» **DOCUMENTO DE ORIGEM**
Perante o fracasso de um ano e meio de desempenho das suas funções, durante o qual não conseguiu juntar à mesa de negociações Marrocos e a Frente POLISARIO, nem visitar o território ocupado do Sahara Ocidental por interdição do governo marroquino, o porta-voz da ONU, Stéphane Dujarric, disse em 29 de Março passado que os contactos «bilaterais informais» promovidos por De Mistura, para além de Marrocos e da FPOLISARIO, envolveram também representantes da Argélia, da Mauritânia e dos países membros do chamado "Grupo de Amigos do Sahara Ocidental" (Espanha, França, Rússia, Reino Unido e Estados Unidos).
No âmbito destas consultas, o representante saharaui junto da ONU, Sidi Mohamed Omar, relevou novamente que «uma solução pacífica, justa e duradoura para a questão da descolonização do Sahara Ocidental só pode ser alcançada com base no pleno respeito pelo direito inalienável, inegociável e intemporal do povo saharaui à autodeterminação e à independência», pressuposto que Marrocos nega reiteradamente, como se confirmou pelas suas últimas declarações no Conselho de Direitos Humanos da ONU e que veremos mais à frente.

» **DADOS FORNECIDOS**
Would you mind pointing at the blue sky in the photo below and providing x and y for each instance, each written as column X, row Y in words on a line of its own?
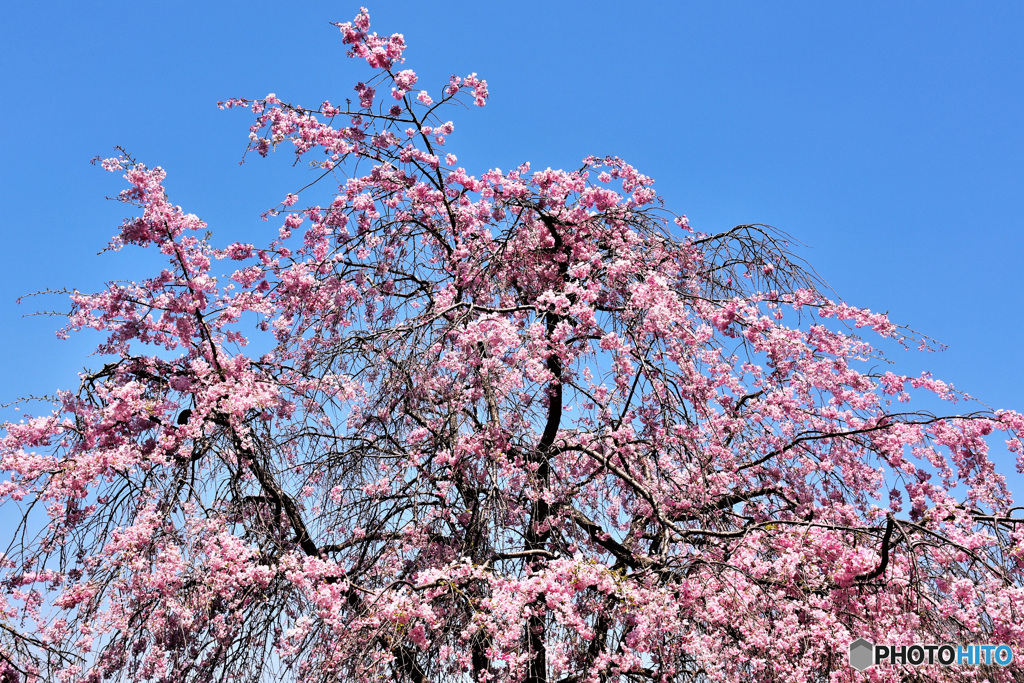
column 887, row 137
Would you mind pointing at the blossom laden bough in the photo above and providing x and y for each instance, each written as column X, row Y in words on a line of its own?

» **ENUNCIADO DA TAREFA**
Pode transcrever o trecho do texto sobre o Sahara Ocidental entre "No âmbito destas" e "mais à frente.", inclusive, substituindo "duradoura" por "estável"?

» **RESPOSTA À TAREFA**
No âmbito destas consultas, o representante saharaui junto da ONU, Sidi Mohamed Omar, relevou novamente que «uma solução pacífica, justa e estável para a questão da descolonização do Sahara Ocidental só pode ser alcançada com base no pleno respeito pelo direito inalienável, inegociável e intemporal do povo saharaui à autodeterminação e à independência», pressuposto que Marrocos nega reiteradamente, como se confirmou pelas suas últimas declarações no Conselho de Direitos Humanos da ONU e que veremos mais à frente.